### Texte de lecture:

◆ ◆ ◆

Myrtal Gossin, pour son mémoire de Maîtrise
d'histoire a donc choisi d'étudier cette prison. Comment a fonctionné
cet établissement et comment la réforme pénale a été mise en place ?
La conférence de Myrtal Gossin tente de répondre à ces questions.
Le but d'un sujet sur une prison départementale comme celle de Louviers est de saisir les changements qu'entraîne le passage d'une pénalité à une autre dans une ville modeste, et de comprendre comment la réforme des codes pénaux et les nouvelles peines y ont été appliquées. Les prisons départementales forment l'essentiel des lieux d'enfermement mais elles ont peu été étudiées au profit des grandes centrales qui voient le jour au XIXe siècle également. Mon but est de définir à travers l'étude de cette prison si les lieux de peine s'étaient humanisés. Pour parvenir à une connaissance du fonctionnement et de la vie en prison
et de ses acteurs, j'ai consulté les archives municipales de Louviers
puis je me suis rendue, pendant de longs mois, aux archives départementales
d'Evreux. Les archives conservées à la médiathèque de Louviers m'ont
également fourni des renseignements précieux.

◆ ◆ ◆

### Données brutes:
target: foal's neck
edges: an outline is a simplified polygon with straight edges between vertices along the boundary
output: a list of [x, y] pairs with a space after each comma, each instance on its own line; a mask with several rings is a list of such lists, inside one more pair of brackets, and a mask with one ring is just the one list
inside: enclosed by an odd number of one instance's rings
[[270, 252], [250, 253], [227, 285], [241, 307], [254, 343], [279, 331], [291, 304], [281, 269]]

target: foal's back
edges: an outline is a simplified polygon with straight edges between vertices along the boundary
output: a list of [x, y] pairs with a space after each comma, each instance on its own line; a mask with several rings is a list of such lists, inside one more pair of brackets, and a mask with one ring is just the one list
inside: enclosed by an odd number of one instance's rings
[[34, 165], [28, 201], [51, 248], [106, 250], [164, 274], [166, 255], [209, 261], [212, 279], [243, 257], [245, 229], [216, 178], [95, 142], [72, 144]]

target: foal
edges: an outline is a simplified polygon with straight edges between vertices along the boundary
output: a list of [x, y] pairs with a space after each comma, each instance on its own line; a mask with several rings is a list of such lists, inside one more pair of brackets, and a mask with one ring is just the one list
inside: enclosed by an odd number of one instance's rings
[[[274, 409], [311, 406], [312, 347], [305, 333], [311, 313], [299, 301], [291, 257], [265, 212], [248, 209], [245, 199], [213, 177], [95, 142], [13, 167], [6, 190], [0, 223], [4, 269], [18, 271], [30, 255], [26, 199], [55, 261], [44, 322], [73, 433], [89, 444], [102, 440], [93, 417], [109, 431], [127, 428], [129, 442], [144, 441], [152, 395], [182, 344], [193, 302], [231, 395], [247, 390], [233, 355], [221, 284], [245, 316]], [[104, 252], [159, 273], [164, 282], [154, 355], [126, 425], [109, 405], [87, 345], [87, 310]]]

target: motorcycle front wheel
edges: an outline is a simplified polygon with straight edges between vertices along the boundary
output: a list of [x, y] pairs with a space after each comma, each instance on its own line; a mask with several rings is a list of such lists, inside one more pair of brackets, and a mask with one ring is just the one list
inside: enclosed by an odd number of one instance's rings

◆ ◆ ◆

### Exercice 1:
Dans le texte sur la prison de Louviers, relevez toutes les archives mentionnées comme sources de l'étude.
### Exercice 2:
Poursuivez le texte sur la prison de Louviers après sa dernière phrase.
Le matériel n'a aucun rapport avec le texte sur la prison de Louviers.

### Réponse 1:
- les archives municipales de Louviers
- les archives départementales d'Evreux
- les archives conservées à la médiathèque de Louviers

### Réponse 2:
C'est dans le contexte de mutations
sociales et intellectuelles qui ébranlent l'Ancien Régime que la réforme
du système pénal apparaît inéluctable. C'est en 1791 que la prison devient
pour la première fois une peine
légale mais, en pratique, l'enfermement est utilisé bien avant cette
date, l'Eglise nous en donne d'ailleurs un exemple au Moyen Age lors
de l'inquisition.
Cette réforme organise la peine de prison et le réseau des lieux d'enfermement
tels que les maisons d’arrêt, les maisons de justice et les
maisons centrales. Chacune de ces maisons est habilitée à ne recevoir
qu'un seul type de prisonniers.
Les maisons d'arrêt sont celles qui nous intéressent puisque la
prison de Louviers en est une. Elles reçoivent les inculpés, prévenus
et condamnés à moins d'un an et un jour de prison.
Les maisons de justice : prévenus mis en accusation par la Cour royale
et ceux qui doivent passer aux Assises.
La maison centrale : les condamnés à plus d'un an et un jour.
Le nouveau code de 1810 ne remet pas en cause ce système
d'enfermement.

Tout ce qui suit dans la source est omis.